--- begin Source ---

- Squeak the Mouse #1, featuring the principal characters, Squeak the Mouse and the unnamed cat
- Author: Massimo Mattioli
- Launch date: August 1982
- Publisher: Éditions Albin Michel
- Genre(s): Black comedy, humor, erotic, horror, pantomime comics, adult comics

= Squeak the Mouse =

Italian black comedy comics

Squeak the Mouse is an Italian adult black comedy comic strip and later comic book created by artist Massimo Mattioli. The comic depicts attempts by its title character, the anthropomorphic Squeak the Mouse, to outwit a cat who is chasing him. The comic satirizes cartoon series such as Tom and Jerry, taking the content to extreme levels, which includes gore, horror, violence, and explicit sexual content.

--- end Source ---
--- begin Items ---

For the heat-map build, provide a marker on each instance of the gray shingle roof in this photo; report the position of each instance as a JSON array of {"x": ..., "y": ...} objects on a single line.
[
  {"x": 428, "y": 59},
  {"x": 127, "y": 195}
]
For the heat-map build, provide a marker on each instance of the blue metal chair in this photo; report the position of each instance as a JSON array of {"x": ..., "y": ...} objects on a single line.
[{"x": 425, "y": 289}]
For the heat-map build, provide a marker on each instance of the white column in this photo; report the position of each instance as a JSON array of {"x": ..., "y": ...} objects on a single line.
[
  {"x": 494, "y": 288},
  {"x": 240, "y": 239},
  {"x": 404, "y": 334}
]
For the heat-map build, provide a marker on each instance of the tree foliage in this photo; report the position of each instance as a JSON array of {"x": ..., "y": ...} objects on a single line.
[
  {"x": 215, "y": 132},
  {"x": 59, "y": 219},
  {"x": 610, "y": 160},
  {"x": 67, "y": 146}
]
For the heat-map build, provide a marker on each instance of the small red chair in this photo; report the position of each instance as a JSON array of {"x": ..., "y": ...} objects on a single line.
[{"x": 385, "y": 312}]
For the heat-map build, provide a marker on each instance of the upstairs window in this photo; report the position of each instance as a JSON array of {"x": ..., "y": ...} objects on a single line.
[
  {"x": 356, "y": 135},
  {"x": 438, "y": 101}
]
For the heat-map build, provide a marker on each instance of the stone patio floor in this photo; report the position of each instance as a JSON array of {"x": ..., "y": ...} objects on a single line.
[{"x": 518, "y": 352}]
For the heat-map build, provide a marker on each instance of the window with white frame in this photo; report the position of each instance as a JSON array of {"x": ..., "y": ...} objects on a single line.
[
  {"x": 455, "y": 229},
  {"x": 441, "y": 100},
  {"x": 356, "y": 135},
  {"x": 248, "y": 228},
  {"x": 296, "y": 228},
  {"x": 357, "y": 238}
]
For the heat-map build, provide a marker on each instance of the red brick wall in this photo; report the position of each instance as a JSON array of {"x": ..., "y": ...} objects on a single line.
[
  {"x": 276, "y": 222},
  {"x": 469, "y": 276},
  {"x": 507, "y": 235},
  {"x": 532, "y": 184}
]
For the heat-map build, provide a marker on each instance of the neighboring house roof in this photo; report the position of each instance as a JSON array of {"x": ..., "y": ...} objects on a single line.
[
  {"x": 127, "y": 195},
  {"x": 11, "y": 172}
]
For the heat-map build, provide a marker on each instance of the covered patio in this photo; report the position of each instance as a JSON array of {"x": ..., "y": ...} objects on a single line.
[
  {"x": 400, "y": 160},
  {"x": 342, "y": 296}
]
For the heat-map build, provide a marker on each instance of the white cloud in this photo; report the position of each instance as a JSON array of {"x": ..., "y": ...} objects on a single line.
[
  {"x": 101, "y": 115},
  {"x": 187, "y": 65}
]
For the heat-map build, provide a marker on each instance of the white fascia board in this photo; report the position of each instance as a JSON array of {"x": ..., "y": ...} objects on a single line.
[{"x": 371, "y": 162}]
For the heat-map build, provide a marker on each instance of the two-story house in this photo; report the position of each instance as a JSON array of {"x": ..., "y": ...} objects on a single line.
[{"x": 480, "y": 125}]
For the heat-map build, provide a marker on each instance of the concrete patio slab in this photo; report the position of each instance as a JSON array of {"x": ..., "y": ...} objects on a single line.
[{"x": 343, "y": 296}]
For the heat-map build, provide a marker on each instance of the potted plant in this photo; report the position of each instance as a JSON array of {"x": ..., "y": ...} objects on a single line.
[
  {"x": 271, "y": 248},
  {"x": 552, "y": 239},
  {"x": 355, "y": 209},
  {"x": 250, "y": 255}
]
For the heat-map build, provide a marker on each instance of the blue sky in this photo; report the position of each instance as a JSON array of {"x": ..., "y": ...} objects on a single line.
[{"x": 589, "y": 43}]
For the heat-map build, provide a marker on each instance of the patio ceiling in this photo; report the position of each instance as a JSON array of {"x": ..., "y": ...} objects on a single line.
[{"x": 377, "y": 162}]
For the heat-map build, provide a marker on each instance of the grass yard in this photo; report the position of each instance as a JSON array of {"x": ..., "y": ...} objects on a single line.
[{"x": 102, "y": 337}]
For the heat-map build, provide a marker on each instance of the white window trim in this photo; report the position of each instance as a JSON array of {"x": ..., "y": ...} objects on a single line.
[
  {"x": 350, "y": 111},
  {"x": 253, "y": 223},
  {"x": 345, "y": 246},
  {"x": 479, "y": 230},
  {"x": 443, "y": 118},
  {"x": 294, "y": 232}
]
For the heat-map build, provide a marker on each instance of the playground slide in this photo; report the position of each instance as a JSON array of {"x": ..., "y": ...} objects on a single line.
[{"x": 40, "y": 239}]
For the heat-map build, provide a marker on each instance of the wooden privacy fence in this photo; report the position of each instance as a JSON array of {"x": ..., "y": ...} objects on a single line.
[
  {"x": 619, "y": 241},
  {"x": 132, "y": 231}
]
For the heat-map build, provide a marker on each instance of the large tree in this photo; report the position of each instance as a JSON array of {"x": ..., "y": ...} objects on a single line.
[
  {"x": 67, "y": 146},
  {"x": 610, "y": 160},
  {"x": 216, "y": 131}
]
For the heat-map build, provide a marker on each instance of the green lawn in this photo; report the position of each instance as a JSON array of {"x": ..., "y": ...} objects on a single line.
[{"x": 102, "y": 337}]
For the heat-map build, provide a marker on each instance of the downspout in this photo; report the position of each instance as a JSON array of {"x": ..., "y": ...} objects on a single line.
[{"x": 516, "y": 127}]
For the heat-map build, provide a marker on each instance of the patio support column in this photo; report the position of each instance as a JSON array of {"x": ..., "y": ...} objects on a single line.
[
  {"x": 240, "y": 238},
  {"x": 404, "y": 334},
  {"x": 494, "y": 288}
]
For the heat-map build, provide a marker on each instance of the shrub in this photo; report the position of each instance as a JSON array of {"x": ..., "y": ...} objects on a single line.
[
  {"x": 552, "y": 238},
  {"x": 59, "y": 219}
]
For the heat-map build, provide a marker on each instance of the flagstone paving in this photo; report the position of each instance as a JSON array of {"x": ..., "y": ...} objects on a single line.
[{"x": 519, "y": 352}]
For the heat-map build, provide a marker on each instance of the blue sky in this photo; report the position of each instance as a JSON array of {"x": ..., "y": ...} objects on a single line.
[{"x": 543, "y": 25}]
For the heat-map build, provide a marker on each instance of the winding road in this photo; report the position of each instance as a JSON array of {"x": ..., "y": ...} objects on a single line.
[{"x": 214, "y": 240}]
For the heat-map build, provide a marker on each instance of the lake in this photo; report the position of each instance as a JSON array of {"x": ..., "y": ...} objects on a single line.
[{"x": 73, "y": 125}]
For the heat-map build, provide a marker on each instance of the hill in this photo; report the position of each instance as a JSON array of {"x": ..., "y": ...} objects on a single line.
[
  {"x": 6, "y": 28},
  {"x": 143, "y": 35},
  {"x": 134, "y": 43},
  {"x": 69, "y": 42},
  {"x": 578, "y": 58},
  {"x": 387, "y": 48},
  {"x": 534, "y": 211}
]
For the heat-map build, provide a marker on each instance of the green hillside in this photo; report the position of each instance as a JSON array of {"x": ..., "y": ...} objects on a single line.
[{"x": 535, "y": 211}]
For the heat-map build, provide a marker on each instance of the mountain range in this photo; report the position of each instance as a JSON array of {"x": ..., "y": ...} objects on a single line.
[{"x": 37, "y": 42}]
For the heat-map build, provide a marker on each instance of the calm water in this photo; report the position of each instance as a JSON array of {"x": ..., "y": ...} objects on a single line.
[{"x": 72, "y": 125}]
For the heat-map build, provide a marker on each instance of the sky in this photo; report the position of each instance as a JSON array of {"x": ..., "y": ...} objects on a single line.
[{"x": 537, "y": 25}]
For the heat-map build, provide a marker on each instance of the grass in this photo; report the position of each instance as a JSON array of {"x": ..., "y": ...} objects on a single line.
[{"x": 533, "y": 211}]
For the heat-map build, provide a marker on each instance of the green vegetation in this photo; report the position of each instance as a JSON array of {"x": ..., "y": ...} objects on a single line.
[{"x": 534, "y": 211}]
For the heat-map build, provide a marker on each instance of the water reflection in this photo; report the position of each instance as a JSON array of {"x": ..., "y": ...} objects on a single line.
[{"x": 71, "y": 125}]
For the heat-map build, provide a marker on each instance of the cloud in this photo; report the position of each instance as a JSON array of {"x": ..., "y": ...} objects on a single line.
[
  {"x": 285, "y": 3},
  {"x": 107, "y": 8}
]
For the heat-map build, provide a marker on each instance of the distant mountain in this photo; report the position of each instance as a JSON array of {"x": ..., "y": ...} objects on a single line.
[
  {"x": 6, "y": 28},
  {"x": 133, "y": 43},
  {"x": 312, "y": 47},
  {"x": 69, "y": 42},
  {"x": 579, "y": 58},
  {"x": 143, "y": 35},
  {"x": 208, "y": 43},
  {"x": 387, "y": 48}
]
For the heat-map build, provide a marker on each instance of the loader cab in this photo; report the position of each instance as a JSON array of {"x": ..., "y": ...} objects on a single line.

--- end Items ---

◆ **Given request A**:
Repeat the Squeak the Mouse text from "Squeak the Mouse is" to "explicit sexual content.".
◆ **Given request B**:
Using the Squeak the Mouse text, decide whether each statement agrees with it, answering yes or no and quoting the deciding words: (i) Massimo Mattioli created the comic. (ii) The cat chasing Squeak has a name. (iii) Éditions Albin Michel published the comic.
◆ **Given request C**:
In the Squeak the Mouse text, which cartoon series is named as an example of what the comic satirizes?
The rows are separate from the Squeak the Mouse text.

◆ **Finished answer A**:
Squeak the Mouse is an Italian adult black comedy comic strip and later comic book created by artist Massimo Mattioli. The comic depicts attempts by its title character, the anthropomorphic Squeak the Mouse, to outwit a cat who is chasing him. The comic satirizes cartoon series such as Tom and Jerry, taking the content to extreme levels, which includes gore, horror, violence, and explicit sexual content.

◆ **Finished answer B**:
(i) Yes: "created by artist Massimo Mattioli"
(ii) No: "the unnamed cat"
(iii) Yes: "Publisher: Éditions Albin Michel"

◆ **Finished answer C**:
Tom and Jerry